→ Task input:
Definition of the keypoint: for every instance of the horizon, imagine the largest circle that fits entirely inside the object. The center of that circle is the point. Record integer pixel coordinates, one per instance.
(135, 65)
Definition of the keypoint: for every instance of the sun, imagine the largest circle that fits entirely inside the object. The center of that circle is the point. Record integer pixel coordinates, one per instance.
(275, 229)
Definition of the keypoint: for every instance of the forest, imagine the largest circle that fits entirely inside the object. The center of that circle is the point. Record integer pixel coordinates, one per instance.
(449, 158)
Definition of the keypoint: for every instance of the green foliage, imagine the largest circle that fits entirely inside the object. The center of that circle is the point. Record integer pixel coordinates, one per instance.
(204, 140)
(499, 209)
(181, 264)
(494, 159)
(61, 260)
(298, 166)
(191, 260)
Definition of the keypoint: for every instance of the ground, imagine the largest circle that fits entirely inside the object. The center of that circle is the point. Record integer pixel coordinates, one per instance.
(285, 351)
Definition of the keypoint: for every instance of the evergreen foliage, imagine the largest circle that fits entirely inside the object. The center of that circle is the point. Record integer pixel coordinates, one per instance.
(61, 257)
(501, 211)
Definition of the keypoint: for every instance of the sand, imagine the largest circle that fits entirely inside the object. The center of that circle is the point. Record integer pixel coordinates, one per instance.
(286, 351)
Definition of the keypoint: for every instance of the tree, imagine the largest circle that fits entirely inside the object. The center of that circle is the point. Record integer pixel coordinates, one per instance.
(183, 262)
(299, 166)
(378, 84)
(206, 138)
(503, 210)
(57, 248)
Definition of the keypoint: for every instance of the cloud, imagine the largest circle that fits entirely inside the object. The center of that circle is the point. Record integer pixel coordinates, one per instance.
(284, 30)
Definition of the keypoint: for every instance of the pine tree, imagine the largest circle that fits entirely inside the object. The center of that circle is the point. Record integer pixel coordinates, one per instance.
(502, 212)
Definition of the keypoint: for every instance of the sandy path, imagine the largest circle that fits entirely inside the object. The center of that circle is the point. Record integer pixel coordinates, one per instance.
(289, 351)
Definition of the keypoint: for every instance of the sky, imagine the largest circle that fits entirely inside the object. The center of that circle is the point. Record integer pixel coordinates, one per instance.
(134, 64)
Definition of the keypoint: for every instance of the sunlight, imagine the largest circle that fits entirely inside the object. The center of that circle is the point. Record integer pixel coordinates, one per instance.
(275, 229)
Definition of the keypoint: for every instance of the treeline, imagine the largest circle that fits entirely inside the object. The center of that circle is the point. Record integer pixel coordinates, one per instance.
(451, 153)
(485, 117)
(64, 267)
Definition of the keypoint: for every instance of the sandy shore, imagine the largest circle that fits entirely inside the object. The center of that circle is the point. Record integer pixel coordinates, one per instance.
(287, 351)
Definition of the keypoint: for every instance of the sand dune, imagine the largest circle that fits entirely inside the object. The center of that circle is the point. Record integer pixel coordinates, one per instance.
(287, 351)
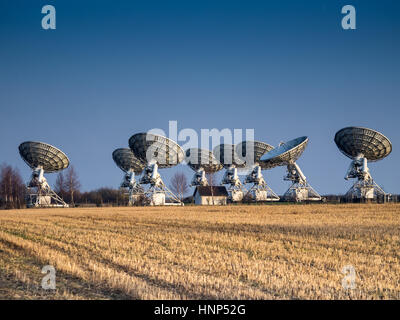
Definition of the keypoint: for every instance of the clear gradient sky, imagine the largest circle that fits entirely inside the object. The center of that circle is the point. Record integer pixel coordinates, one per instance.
(115, 68)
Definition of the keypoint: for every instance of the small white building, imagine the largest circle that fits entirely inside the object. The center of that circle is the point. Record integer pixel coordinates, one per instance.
(207, 195)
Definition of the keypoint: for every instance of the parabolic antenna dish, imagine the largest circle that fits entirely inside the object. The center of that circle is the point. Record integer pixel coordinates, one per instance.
(202, 159)
(356, 141)
(285, 154)
(227, 156)
(259, 149)
(126, 160)
(39, 154)
(150, 148)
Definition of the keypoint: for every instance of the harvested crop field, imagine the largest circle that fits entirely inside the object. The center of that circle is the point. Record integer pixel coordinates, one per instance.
(230, 252)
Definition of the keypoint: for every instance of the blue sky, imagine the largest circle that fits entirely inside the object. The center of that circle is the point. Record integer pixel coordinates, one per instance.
(283, 68)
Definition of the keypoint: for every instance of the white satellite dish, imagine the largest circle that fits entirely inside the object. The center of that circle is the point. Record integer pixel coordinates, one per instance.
(286, 154)
(42, 158)
(127, 162)
(231, 161)
(157, 152)
(363, 145)
(202, 162)
(251, 152)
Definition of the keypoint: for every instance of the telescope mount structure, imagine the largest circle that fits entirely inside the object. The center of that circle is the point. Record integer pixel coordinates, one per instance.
(227, 156)
(286, 154)
(363, 145)
(127, 162)
(252, 151)
(157, 152)
(42, 158)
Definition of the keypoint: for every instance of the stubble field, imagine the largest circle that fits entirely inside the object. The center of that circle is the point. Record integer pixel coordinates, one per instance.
(230, 252)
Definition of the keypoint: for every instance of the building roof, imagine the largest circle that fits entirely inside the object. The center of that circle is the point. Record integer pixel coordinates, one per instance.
(214, 191)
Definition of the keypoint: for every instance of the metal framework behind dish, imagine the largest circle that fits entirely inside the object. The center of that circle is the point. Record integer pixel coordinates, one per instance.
(230, 160)
(202, 162)
(42, 158)
(127, 162)
(363, 145)
(287, 154)
(157, 152)
(251, 152)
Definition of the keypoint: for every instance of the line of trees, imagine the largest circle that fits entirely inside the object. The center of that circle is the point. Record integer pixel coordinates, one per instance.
(13, 190)
(67, 185)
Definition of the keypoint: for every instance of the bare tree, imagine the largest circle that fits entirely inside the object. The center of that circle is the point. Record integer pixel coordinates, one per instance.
(72, 183)
(179, 184)
(60, 185)
(12, 188)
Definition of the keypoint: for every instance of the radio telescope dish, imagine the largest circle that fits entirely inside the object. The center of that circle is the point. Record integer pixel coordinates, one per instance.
(202, 161)
(230, 160)
(157, 152)
(363, 145)
(227, 156)
(42, 158)
(39, 154)
(251, 152)
(356, 141)
(127, 162)
(152, 148)
(286, 154)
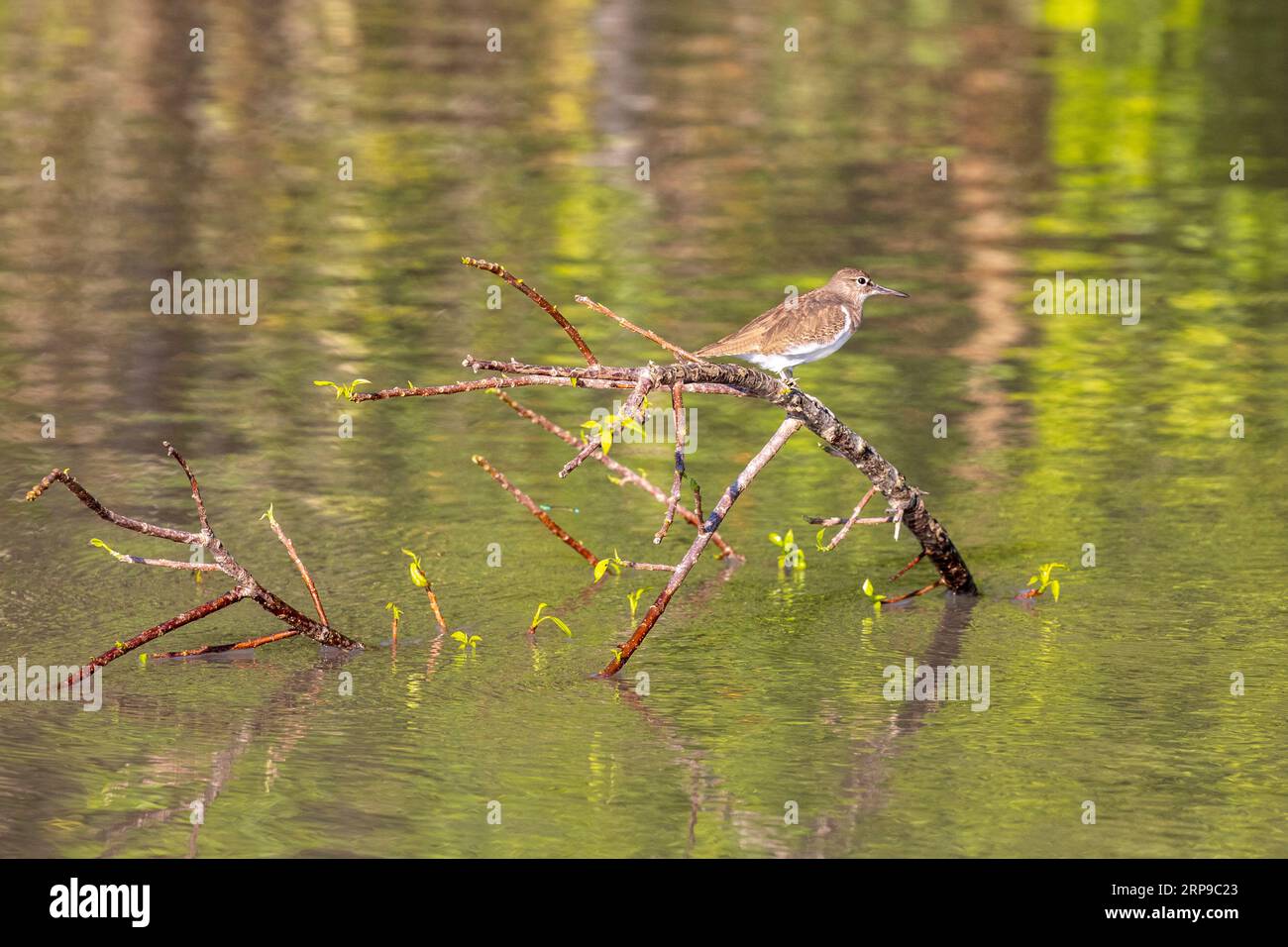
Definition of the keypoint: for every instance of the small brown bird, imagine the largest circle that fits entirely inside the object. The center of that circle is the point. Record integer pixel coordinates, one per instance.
(804, 329)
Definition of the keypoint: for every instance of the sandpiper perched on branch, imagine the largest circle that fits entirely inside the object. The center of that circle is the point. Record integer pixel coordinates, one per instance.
(804, 329)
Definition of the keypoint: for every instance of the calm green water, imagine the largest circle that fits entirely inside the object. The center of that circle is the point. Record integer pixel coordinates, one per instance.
(767, 169)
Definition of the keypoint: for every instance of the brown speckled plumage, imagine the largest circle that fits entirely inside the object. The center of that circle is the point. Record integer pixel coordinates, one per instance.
(812, 322)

→ Exercise instructions:
Reproduce each line exactly, please, except for any pictures.

→ Problem solution:
Definition of the keypoint: for every instance of the horizon, imagine the largest circle that fits entirely inside the object. The center of that circle is the point. Record integer pixel coordinates, one per instance.
(135, 65)
Definition of the keypoint: for every instance of the sun, imagine the largest circle that fits entirely inside the object. The center of that circle is the point. Record integer pixel coordinates, one per instance.
(275, 229)
Definition of the keypoint: for every instance of the forest, imagine the largest circle that fits entirely inside the object. The center of that circle is the point. Record integer pixel coordinates, one per instance.
(449, 158)
Definition of the keypoint: for every instance of the green foliage, imagine the largest circle that fits entirely inside the object. The center of that circle is the point. Record integer pixel coordinates, one per instance.
(204, 140)
(499, 209)
(181, 264)
(494, 159)
(61, 260)
(298, 166)
(191, 260)
Definition of the keypoint: for every instance of the ground, imagine the largest circle that fits entirely inside the object. The center of that circle is the point. Record integer pixel coordinates, one per instance.
(285, 351)
Definition of the keypoint: for every instance of the evergreen foliage, imagine the largest circle that fits entirely inside the object. The center of that circle is the point. Record integer pixel coordinates, one per instance.
(61, 257)
(501, 211)
Definition of the keypoint: for every instance of the sand, imagine the largest circle that fits entirely inside the object. The center of that circle is the point. Record integer pixel coordinates, one per instance.
(286, 351)
Definition of the keypoint: for every instance of the tree, imagine the largest circle that fits entirely inside the object. The center of that circle is the point. Record integer pixel coordinates, one per instance.
(183, 262)
(299, 166)
(378, 84)
(206, 138)
(503, 210)
(57, 248)
Definition of the keypoint: for every instance of the cloud, imagine the largest circle that fits entirely inside the object. The center of that circle is the point. Record integer pixel coordinates, one per instance.
(284, 30)
Definition of the keypoint: for every instance of the pine tree, imagine the largest circle that fits entirely inside the object. The center of that circle is the point. Record integer pixel coordinates, one per instance.
(502, 212)
Definition of the keypoint: for every instance of the sandy path, imagine the largest circle that fits entirely inside the object. The center of that circle is the point. Record integer pixel coordinates, one per instance.
(289, 351)
Definition of the keypoint: for every instance of the sky, imagine the largest circle that fits entirely inside the object. The center of that circle is the point. Record integer pixel coordinates, one per instance.
(134, 64)
Definition of the keypoint: for every instance of the sunlight, imagine the largest circle that fits entirely inside the object. The center of that circle is the point. Record integer pixel coordinates, one per instance.
(275, 229)
Definition of the keypoint: for every instance of the treeline, imagine the largest circle that fits entirely inside the object. The center of that circle is the point. Record integer pixel coordinates, one per instance.
(451, 153)
(485, 117)
(64, 267)
Definition of the keypoint: for every instance of the sandy shore, imagine the largest circle that fits entirely inside the object. The center of that circle is the point. Record integer pixel coordinates, one per instance.
(287, 351)
Definition of the keypoint: for every instance of the sand dune, imagine the largest circle that fits entirely inside the object. The center of that circle is the point. Record integer pixel coordinates, one per instance.
(287, 351)
Definition of the keypoint: for every instance of the clear gradient sky, imagine the largest circle that fits entirely inside the object. The center of that circle is the point. Record integer pixel coordinates, one per instance.
(115, 68)
Definition of the keypoint: for every instance of the small white building, imagine the largest circle that fits entirely inside the object. The center of that circle is the point. Record integer pixel coordinates, one per instance.
(207, 195)
Definition of the keypoint: for every instance of the parabolic antenna dish, imagine the largest circle that fits entirely inside the object. The center of that circle is the point. Record integer pixel coordinates, one per instance.
(202, 159)
(356, 141)
(285, 154)
(227, 156)
(259, 149)
(126, 160)
(39, 154)
(150, 148)
Definition of the keypoint: for every instance of the harvested crop field, imagine the largest circle that fits entirely inside the object. The center of that circle is the point. Record integer pixel coordinates, one per instance.
(230, 252)
Definition of the keypoint: for every instance of the blue sky, imagine the largest circle that fits entirely inside the object. The center of that circle is the point. Record integer pixel coordinates, one per instance.
(283, 68)
Definition of the keypoint: for every instance of the white satellite dish, imagine the largest circle that fits entirely inside the object. The center of that circle is the point. Record integer pixel coordinates, one per instance.
(286, 154)
(42, 158)
(127, 162)
(231, 161)
(157, 152)
(363, 145)
(202, 162)
(251, 152)
Definition of the keypoint: for every instance of the telescope mount structure, imagine the largest circle that fits entirely inside the object. The center of that circle is the point. Record integer pixel coordinates, one per instance.
(227, 156)
(286, 154)
(363, 145)
(127, 162)
(252, 151)
(157, 152)
(42, 158)
Definition of the keypoint: for every instance of the stubble field, imagine the largest circle that fits entirely inside the object. The center of that circle is the point. Record integer pixel coordinates, one per instance.
(230, 252)
Definition of the keypoint: for every instance of the building roof, imagine the largest circle that fits entirely inside the object. The center of that circle is the point. Record integer pixel coordinates, one per instance.
(214, 191)
Definition of the keypoint: for every instance of the metal framework behind dish, imagine the largest circle that fits entirely inside the object. The center of that circle is the point. Record integer pixel coordinates, one per instance.
(230, 160)
(202, 162)
(42, 158)
(127, 162)
(363, 145)
(287, 154)
(157, 152)
(251, 152)
Definition of the keypoint: for every instance of the line of trees, imagine the largest circle that fits entirely inside the object. The center of that circle is the point. Record integer pixel coordinates, one per instance.
(13, 190)
(67, 185)
Definition of the keypoint: for every instance of the bare tree, imagine the largest circle that fits entirely inside the object. The center of that circle is the point. Record integer pixel coordinates, one per instance.
(72, 183)
(179, 184)
(60, 185)
(12, 188)
Definition of the keypoint: for every instance of the radio telescope dish, imagine the largest circle that fits entirely inside the object. The center of that circle is the point. Record integer pixel coordinates, one per instance.
(202, 161)
(230, 160)
(157, 152)
(363, 145)
(227, 156)
(42, 158)
(39, 154)
(251, 152)
(356, 141)
(127, 162)
(152, 148)
(286, 154)
Definition of the keypoint: for every instance of the small brown bird, imagine the largest circle that fits entirely inside the object. The center of that circle is the point. Record integer pixel coordinates, one per instance.
(804, 329)
Definition of the keypoint: for every instance of the sandpiper perched on branch, imagine the largest circle that fits entirely inside the object. The center of that circle is the point. Record integer pixel coordinates, one per instance.
(804, 329)
Definition of the keypoint: for every instance of the calm green water, imagine the largest circle that fits entirely inside the object. The center of that circle is the point. Record integer pixel coordinates, one per instance.
(767, 169)
Definition of the keypoint: for every instance of the brown speckled plumage, imagine the largest circle that fits entirely inside the object. The center of that circle is the point. Record integer pixel coordinates, one per instance.
(812, 322)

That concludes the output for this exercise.